▸ **Annotated coordinate records**
════

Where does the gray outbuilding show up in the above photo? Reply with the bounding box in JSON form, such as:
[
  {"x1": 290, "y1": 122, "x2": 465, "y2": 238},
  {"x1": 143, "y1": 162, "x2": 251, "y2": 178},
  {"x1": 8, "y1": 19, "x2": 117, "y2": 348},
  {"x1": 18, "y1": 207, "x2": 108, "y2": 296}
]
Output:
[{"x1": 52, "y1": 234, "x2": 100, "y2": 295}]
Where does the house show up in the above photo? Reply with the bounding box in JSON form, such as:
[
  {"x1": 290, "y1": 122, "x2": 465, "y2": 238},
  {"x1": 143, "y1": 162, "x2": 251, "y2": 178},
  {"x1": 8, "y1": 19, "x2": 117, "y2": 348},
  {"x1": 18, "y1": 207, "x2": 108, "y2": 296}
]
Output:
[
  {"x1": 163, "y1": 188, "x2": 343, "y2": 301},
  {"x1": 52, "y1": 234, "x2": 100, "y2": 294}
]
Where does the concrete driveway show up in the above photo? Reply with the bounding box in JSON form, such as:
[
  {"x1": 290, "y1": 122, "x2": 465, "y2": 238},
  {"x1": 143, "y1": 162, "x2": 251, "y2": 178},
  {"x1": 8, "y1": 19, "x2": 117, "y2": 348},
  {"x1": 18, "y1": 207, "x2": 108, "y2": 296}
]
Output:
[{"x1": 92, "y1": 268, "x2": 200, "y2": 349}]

════

▸ **AIM**
Repeat all of the lines above word for word, with no changes.

▸ **SOLUTION FOR THIS TASK**
Where does the gray outbuilding show up in the above photo? Reply with the bounding box in JSON form, such as:
[
  {"x1": 290, "y1": 122, "x2": 465, "y2": 238},
  {"x1": 143, "y1": 162, "x2": 251, "y2": 178},
  {"x1": 8, "y1": 19, "x2": 117, "y2": 348},
  {"x1": 18, "y1": 207, "x2": 108, "y2": 296}
]
Output:
[{"x1": 52, "y1": 234, "x2": 100, "y2": 295}]
Where does the house show up in the above photo? Reply with the bounding box in JSON form, such as:
[
  {"x1": 290, "y1": 122, "x2": 465, "y2": 238},
  {"x1": 143, "y1": 162, "x2": 251, "y2": 178},
  {"x1": 8, "y1": 19, "x2": 117, "y2": 348},
  {"x1": 18, "y1": 207, "x2": 108, "y2": 296}
]
Output:
[
  {"x1": 163, "y1": 188, "x2": 343, "y2": 301},
  {"x1": 52, "y1": 234, "x2": 100, "y2": 294}
]
Where does the concrete driveway show up in the above photo? Reply with the bounding box in JSON form, such as:
[
  {"x1": 290, "y1": 122, "x2": 465, "y2": 238},
  {"x1": 143, "y1": 162, "x2": 251, "y2": 178},
  {"x1": 8, "y1": 19, "x2": 117, "y2": 348},
  {"x1": 18, "y1": 207, "x2": 108, "y2": 296}
]
Output:
[{"x1": 92, "y1": 268, "x2": 200, "y2": 349}]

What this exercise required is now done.